Region pointing data
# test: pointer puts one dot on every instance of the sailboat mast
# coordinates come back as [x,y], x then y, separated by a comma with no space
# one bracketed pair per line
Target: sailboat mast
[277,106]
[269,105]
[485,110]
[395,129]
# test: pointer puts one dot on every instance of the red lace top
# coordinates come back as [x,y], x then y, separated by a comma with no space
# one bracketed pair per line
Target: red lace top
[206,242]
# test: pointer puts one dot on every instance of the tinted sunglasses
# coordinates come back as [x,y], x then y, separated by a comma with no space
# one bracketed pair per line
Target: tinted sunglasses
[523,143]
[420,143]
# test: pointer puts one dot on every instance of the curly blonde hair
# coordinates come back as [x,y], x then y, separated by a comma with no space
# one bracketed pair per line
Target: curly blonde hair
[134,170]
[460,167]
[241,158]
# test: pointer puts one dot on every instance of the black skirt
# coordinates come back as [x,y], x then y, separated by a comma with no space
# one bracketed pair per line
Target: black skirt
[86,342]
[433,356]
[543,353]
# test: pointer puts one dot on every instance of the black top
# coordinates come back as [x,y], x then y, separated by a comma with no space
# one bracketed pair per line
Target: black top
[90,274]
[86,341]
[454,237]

### [WHAT YOU ARE ASKED TO DO]
Give back each record exactly, from the first line through the last.

### [ANSWER]
# test: pointer puts one dot on every instance of the sailboat mast
# coordinates come back as [x,y], x then y, separated by a comma with no space
# one bracketed pair per line
Target: sailboat mast
[277,106]
[269,105]
[485,110]
[395,129]
# test: pointer puts one dot on every instance of the red lace top
# coordinates come back as [x,y], x then y, separated by a comma with no space
# one bracketed pair per line
Target: red lace top
[206,242]
# test: pointer puts one dot on every instance of the tinted sunglasses
# coordinates come back as [x,y], x then y, separated by a comma with no space
# one bracketed pair per line
Target: tinted sunglasses
[523,143]
[420,143]
# test: pointer puts one dot on every instance of the curly blonde hair
# coordinates come back as [x,y], x then y, separated by a comma with no space
# one bracketed pair per line
Target: curly blonde hair
[134,170]
[460,167]
[241,158]
# test: pointer puts one dot on every instance of the black skirt
# coordinates come back as [x,y], x then y, separated by a comma with no space
# one bracketed pair per line
Target: black skirt
[86,342]
[433,356]
[543,353]
# test: pointer puts one dot on every instance of the black top
# coordinates come back as [x,y], x then y, separated by a comma with no space
# one bracketed pair per line
Target: black top
[90,274]
[86,341]
[454,237]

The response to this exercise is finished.